> What to produce: Extract each line of the material below that contains the word "dress", copying every such line in full.

> Material provided:
--- begin ---

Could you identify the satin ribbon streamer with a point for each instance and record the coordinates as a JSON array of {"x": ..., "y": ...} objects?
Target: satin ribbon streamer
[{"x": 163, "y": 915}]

--- end ---
--- begin ---

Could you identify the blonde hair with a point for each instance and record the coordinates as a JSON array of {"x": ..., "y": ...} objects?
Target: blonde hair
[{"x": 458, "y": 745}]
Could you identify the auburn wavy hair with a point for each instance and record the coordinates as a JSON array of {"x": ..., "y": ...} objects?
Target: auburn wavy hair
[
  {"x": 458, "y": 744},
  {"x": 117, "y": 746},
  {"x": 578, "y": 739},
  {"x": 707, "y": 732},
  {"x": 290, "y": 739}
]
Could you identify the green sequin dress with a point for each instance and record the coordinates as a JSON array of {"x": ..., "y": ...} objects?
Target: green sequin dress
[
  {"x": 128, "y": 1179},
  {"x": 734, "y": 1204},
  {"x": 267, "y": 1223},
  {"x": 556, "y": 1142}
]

--- end ---
--- begin ---

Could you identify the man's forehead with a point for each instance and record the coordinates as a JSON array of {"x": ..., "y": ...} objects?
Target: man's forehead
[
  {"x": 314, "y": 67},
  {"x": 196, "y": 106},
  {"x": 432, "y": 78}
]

--- end ---

> Full response:
Could you identify the green sequin dress with a point for each instance and record the coordinates as a JSON array of {"x": ..., "y": ...} objects?
Target: green sequin dress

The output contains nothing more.